SELECTED EXTRACT:

• • •

# Livingston Dam 3-3-07



## shadslinger (Aug 21, 2005)

The wind was blowing hard out of the North, but the sun was shining and it was to nice weather wise to sit and watch movies. So I went below the dam to see if I could catch up to some white bass. There were about 5 wade fishermen with light tackle and good stringers of whites. After looking it over I geared up the 10' American Rodsmith with a 3oz cork so I could buck the wind and get up in the current where the fish are. It was a good choice because the waders had the spot for light tackle pretty much taken up, and with the surf tackle I could fish above them. The bite was great for most of the morning and I stringered 19 big sow white bass and caught one small striper.
The last time I went I payed a young fellow 5 bucks to carry my fish up heart attack hill, I sure needed him today. The whites I kept were all sows 13" to 16" and around 2lbs each. It took me 3 stops to rest before I made the top with my tackle and fish. I need to find that young fellows phone #!

• • •

LISTED RECORDS:

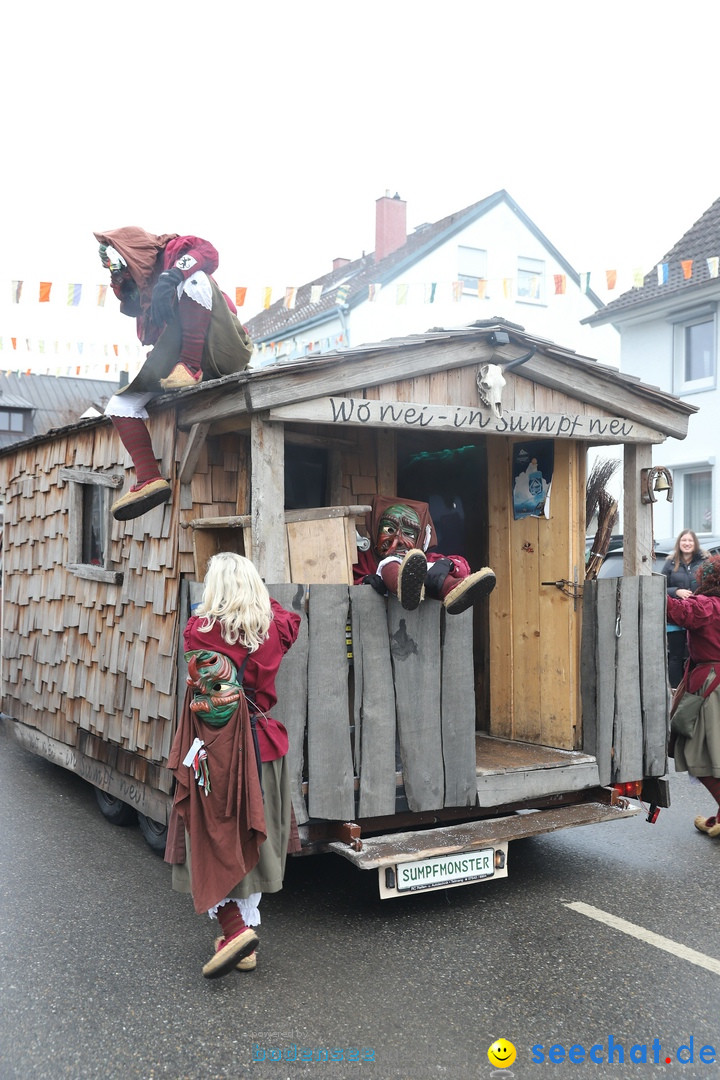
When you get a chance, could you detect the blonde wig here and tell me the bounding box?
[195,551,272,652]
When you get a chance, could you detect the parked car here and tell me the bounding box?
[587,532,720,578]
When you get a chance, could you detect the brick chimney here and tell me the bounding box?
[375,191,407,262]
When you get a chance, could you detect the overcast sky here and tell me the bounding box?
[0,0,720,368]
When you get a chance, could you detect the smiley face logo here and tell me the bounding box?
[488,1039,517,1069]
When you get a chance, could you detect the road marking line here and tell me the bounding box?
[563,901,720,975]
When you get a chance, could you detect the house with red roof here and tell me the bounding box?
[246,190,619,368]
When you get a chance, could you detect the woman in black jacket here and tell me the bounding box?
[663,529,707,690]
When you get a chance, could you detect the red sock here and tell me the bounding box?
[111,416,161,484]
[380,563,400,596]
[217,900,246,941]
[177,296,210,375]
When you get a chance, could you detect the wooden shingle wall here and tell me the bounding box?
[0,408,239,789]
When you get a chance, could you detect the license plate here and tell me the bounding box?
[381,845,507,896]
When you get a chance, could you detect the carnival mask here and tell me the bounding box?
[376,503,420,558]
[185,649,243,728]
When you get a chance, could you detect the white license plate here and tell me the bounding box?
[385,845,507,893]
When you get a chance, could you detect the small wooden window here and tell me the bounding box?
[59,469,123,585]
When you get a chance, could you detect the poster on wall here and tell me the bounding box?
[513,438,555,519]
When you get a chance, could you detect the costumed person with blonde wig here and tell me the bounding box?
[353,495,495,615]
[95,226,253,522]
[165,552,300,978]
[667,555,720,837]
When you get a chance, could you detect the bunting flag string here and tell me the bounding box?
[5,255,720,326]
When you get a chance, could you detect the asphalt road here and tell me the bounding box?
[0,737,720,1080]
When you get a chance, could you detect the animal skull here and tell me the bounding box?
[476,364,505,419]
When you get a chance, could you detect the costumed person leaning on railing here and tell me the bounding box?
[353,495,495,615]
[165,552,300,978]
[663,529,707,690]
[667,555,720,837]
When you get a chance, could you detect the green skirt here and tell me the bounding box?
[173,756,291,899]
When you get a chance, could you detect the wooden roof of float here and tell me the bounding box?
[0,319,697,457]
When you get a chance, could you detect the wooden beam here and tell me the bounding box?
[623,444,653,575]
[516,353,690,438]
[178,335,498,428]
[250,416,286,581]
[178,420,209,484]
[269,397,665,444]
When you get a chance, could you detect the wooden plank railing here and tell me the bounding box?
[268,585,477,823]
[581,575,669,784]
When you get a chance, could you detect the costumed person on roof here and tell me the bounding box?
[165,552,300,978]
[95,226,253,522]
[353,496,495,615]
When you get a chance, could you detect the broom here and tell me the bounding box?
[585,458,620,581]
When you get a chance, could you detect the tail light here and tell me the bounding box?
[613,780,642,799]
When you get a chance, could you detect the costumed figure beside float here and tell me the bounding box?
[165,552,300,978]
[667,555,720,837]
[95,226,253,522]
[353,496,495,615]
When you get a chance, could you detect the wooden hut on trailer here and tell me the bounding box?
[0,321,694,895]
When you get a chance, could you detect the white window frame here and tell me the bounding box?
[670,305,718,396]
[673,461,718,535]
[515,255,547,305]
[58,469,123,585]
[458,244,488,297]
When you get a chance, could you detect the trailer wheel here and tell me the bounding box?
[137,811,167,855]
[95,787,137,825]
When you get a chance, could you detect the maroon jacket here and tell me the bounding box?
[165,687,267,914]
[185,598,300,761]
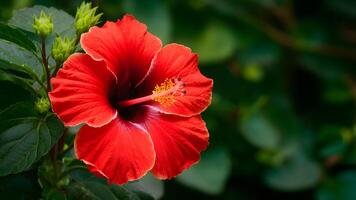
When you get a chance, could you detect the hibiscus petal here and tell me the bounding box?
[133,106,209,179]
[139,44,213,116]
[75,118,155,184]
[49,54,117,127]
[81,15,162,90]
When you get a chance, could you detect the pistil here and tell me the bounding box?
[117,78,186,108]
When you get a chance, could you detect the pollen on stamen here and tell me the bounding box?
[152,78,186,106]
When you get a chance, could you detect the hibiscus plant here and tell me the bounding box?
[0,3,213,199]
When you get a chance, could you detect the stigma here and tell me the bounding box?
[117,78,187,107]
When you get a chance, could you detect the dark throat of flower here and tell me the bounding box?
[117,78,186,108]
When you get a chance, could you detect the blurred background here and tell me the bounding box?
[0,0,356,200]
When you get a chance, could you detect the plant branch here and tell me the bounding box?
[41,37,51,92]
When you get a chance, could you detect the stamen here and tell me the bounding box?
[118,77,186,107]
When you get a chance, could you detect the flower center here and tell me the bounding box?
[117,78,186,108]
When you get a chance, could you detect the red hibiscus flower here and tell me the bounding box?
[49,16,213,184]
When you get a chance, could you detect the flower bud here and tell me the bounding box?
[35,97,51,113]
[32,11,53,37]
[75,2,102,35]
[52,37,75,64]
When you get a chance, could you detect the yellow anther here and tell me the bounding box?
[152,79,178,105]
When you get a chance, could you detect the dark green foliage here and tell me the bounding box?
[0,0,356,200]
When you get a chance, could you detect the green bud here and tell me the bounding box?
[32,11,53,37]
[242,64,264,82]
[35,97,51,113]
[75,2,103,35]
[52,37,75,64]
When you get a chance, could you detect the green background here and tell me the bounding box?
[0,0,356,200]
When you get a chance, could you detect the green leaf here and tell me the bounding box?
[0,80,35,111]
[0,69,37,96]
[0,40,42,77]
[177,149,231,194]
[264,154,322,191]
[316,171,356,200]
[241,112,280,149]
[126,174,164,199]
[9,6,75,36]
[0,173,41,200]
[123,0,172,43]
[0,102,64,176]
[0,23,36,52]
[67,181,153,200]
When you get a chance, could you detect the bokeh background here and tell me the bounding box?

• • •

WHAT YOU WILL DO:
1) Reproduce word for word the passage of the fishing report that begins at the words "# Livingston Dam" and stops after the words "one small striper.".
2) Scale the records from the line that has "When you get a chance, could you detect the license" through the line that has "[613,780,642,799]", and give only those lines again, requests included. Multiply every bounding-box coordinate in the answers by 2.3 and round each result to a whole number, with halves rounding up.
The records bear no relation to the fishing report.

REPLIES:
1)
# Livingston Dam 3-3-07



## shadslinger (Aug 21, 2005)

The wind was blowing hard out of the North, but the sun was shining and it was to nice weather wise to sit and watch movies. So I went below the dam to see if I could catch up to some white bass. There were about 5 wade fishermen with light tackle and good stringers of whites. After looking it over I geared up the 10' American Rodsmith with a 3oz cork so I could buck the wind and get up in the current where the fish are. It was a good choice because the waders had the spot for light tackle pretty much taken up, and with the surf tackle I could fish above them. The bite was great for most of the morning and I stringered 19 big sow white bass and caught one small striper.

2)
When you get a chance, could you detect the license plate here and tell me the bounding box?
[876,1944,1166,2061]
When you get a chance, could you detect the carnival mask here and tell me the bounding box?
[865,1157,966,1283]
[426,1493,559,1674]
When you get a chance, could you detect the white license plate here and tell me the bounding box?
[886,1944,1166,2054]
When you get a chance, could you detect the small wooden window here and tell me the bounding box?
[136,1079,283,1346]
When you get a chance, could you detect the poster on wall here and tell me the bounding box?
[1180,1007,1277,1194]
When you get a chance, could you detect the costumed person with blonde wig here and tell me the bounding box?
[812,1139,1139,1415]
[219,520,582,1201]
[380,1270,690,2249]
[1534,1277,1656,1925]
When you get a chance, could you detect the bunting flag string here and tell me the bounding box?
[12,587,1656,750]
When you get a chance, could you detect the asphalt road here and tell me the bounding box?
[0,1695,1656,2484]
When you get a chance, could you detect the animal skull here and tell me the bounding box?
[1095,837,1162,964]
When you get a chance, could you detect the costumed person leaning on railing here and tell me the bounding box?
[812,1139,1139,1415]
[380,1270,690,2249]
[1525,1217,1626,1587]
[1534,1277,1656,1925]
When you get a chance, could you detect the green skirt here and tell me the bounding box?
[398,1739,669,2068]
When you get a chance, could you detect the wooden roof of float here and tell me the bounding box?
[0,734,1603,1051]
When you get a chance, could you detect the wooden beam here and tell me the bounding box?
[1433,1021,1502,1323]
[1187,812,1587,1007]
[409,771,1145,984]
[575,957,658,1336]
[409,966,481,1113]
[619,913,1530,1021]
When you get a chance, could you detect the wooden plank railing here and tell me the bounding box?
[616,1346,1097,1893]
[1336,1323,1539,1803]
When you get a chance, could you detect the costumed person on roof here and tell me the bounding box?
[380,1270,690,2249]
[219,520,582,1201]
[812,1141,1139,1415]
When you get a chance, could you detect the broom here and tell me the bounding box?
[1346,1053,1426,1336]
When you get a chance, could you detect the tail light here and tell me the bounding box?
[1410,1794,1477,1838]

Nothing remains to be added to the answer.